_WRITTEN REQUEST_
Report every line below that contains the word "black", copying each one in full.

_RECORDS SHOWN_
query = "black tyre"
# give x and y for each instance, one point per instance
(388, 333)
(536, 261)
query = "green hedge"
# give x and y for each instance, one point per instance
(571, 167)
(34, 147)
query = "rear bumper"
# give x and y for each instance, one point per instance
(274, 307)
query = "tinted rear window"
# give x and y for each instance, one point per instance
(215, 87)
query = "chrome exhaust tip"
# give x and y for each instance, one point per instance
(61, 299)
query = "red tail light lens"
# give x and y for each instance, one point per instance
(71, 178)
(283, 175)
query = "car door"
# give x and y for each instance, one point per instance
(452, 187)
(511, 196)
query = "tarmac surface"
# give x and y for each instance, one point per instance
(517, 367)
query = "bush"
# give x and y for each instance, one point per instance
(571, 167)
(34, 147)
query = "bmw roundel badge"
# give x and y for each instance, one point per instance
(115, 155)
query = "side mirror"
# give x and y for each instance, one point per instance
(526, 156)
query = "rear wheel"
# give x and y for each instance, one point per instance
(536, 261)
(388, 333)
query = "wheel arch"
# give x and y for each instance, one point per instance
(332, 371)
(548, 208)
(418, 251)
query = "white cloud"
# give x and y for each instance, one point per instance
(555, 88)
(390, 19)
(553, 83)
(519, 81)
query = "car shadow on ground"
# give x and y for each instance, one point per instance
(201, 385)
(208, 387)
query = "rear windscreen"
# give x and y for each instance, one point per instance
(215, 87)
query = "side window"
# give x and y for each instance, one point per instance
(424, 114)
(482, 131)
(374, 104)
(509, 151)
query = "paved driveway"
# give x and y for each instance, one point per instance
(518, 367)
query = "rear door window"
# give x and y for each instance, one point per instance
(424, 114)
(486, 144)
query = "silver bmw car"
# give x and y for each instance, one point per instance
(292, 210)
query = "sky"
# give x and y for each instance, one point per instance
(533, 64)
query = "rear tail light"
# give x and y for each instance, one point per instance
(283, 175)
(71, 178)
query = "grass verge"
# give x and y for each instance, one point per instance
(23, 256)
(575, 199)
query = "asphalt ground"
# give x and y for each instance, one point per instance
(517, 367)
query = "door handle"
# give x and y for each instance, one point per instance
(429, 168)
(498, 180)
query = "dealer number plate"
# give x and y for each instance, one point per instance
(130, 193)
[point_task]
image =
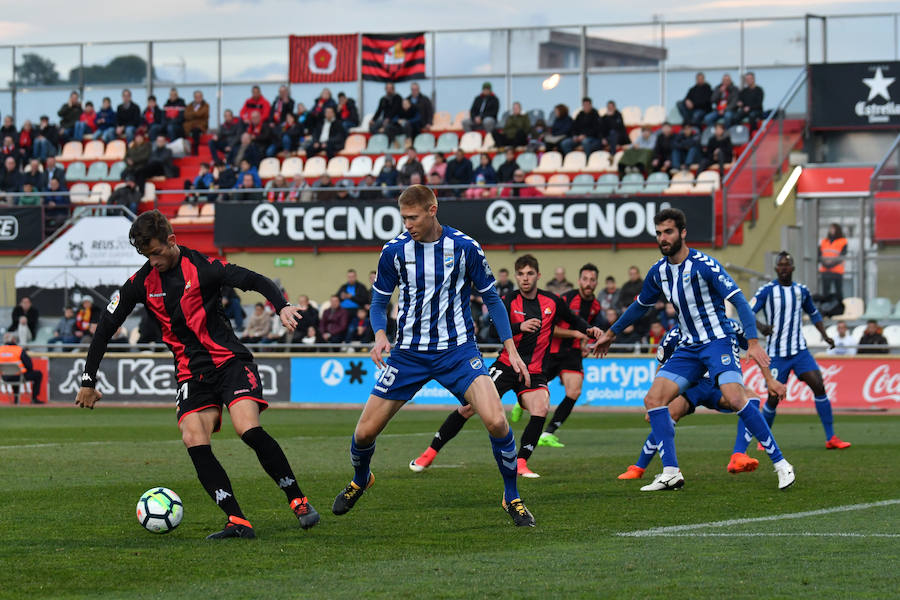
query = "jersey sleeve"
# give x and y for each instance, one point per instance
(387, 278)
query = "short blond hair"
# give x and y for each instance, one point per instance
(417, 195)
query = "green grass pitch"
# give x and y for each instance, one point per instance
(70, 479)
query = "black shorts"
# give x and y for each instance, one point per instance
(557, 364)
(506, 379)
(236, 380)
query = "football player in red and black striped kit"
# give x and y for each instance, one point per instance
(533, 314)
(181, 289)
(566, 352)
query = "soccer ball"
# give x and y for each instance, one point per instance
(160, 510)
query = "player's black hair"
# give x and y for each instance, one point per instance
(673, 214)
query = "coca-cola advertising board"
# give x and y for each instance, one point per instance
(856, 383)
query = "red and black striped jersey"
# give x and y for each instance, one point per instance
(550, 309)
(586, 308)
(186, 300)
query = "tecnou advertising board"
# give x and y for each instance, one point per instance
(566, 221)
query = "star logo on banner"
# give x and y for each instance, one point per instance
(878, 85)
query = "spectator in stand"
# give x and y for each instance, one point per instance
(698, 102)
(153, 120)
(64, 332)
(346, 111)
(506, 171)
(411, 166)
(228, 136)
(662, 149)
(389, 108)
(560, 129)
(128, 119)
(173, 113)
(483, 113)
(630, 289)
(106, 119)
(844, 344)
(423, 105)
(559, 285)
(46, 141)
(608, 297)
(329, 137)
(282, 106)
(586, 131)
(724, 103)
(515, 129)
(459, 172)
(686, 148)
(245, 150)
(519, 189)
(750, 99)
(259, 324)
(256, 101)
(25, 313)
(871, 339)
(70, 117)
(718, 150)
(334, 321)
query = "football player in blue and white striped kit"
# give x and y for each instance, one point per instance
(437, 268)
(697, 285)
(783, 302)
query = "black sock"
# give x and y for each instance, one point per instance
(215, 480)
(530, 436)
(452, 425)
(562, 413)
(273, 461)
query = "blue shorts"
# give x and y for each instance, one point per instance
(688, 363)
(408, 370)
(802, 362)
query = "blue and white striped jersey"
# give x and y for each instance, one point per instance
(698, 288)
(782, 305)
(436, 280)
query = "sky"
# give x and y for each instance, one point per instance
(105, 20)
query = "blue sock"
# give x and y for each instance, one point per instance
(647, 452)
(756, 425)
(744, 437)
(505, 455)
(360, 458)
(664, 432)
(823, 407)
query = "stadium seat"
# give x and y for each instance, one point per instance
(115, 171)
(854, 307)
(71, 151)
(654, 115)
(269, 167)
(377, 144)
(76, 171)
(447, 142)
(360, 167)
(98, 171)
(470, 142)
(424, 143)
(355, 144)
(574, 162)
(338, 167)
(115, 150)
(93, 150)
(607, 184)
(550, 162)
(878, 309)
(582, 185)
(100, 192)
(292, 166)
(314, 167)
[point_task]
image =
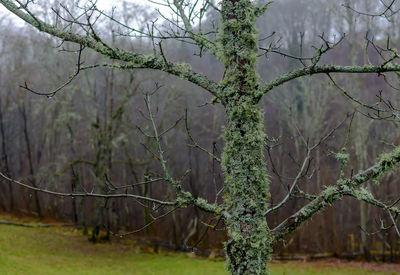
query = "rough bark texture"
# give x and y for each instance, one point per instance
(243, 161)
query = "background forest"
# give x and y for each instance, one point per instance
(87, 137)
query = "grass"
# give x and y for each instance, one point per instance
(58, 250)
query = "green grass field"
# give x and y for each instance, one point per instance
(65, 251)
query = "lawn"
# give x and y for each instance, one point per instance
(57, 250)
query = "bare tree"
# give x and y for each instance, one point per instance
(245, 207)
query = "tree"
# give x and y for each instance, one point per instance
(246, 200)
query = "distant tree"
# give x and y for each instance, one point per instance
(235, 43)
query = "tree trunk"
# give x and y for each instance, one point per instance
(243, 162)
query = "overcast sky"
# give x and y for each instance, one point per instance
(108, 4)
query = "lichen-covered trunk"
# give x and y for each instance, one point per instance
(246, 183)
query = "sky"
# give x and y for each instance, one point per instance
(107, 4)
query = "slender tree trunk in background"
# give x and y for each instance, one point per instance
(243, 161)
(30, 159)
(5, 156)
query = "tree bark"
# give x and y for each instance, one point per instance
(246, 183)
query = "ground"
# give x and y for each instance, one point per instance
(64, 250)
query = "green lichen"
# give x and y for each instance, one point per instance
(246, 180)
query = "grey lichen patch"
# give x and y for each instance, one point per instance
(246, 180)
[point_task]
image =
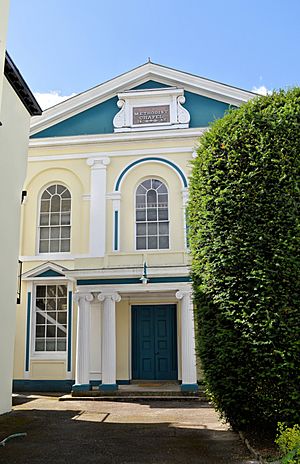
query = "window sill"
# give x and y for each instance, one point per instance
(49, 356)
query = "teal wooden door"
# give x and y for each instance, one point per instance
(154, 342)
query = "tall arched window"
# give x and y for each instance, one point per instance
(55, 220)
(152, 216)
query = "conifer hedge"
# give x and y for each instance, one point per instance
(244, 239)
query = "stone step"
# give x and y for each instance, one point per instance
(132, 392)
(132, 398)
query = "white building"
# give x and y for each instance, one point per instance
(17, 104)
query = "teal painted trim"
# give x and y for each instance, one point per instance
(69, 355)
(187, 229)
(96, 383)
(160, 280)
(116, 231)
(50, 273)
(81, 387)
(22, 385)
(192, 387)
(133, 280)
(203, 110)
(151, 85)
(108, 387)
(95, 120)
(27, 353)
(151, 158)
(99, 118)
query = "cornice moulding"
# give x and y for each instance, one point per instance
(148, 71)
(116, 137)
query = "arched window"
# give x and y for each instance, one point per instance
(152, 216)
(55, 220)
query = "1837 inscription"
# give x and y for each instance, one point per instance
(151, 114)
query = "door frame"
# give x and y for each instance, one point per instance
(176, 340)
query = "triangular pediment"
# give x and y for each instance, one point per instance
(92, 112)
(45, 271)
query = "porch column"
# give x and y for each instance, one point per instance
(82, 370)
(109, 352)
(189, 373)
(98, 205)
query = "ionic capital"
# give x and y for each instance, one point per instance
(83, 296)
(184, 293)
(98, 163)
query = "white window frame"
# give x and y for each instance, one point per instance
(152, 250)
(51, 254)
(48, 355)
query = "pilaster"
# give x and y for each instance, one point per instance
(189, 373)
(82, 372)
(98, 205)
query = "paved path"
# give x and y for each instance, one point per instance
(161, 432)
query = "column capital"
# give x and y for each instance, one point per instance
(184, 292)
(98, 163)
(83, 296)
(113, 295)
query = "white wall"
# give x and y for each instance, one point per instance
(13, 162)
(4, 7)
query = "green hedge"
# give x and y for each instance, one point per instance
(244, 239)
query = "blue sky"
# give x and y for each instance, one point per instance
(68, 46)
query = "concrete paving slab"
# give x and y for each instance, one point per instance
(110, 432)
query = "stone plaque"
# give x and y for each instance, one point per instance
(151, 114)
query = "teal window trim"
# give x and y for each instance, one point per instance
(133, 280)
(116, 231)
(151, 158)
(27, 352)
(69, 355)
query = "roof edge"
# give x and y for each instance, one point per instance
(21, 88)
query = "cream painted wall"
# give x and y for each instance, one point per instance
(4, 10)
(13, 158)
(75, 174)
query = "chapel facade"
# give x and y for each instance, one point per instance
(106, 294)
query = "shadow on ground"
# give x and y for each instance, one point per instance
(59, 437)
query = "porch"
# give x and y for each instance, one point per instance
(135, 339)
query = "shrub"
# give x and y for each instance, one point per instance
(288, 440)
(244, 239)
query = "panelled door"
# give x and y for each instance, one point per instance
(154, 342)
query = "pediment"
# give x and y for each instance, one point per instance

_WRITTEN RESPONSE_
query = "black tyre"
query = "black shorts"
query = "football player in red and black striped kit"
query = "player's black hair"
query = "red and black striped jersey"
query = "black sock"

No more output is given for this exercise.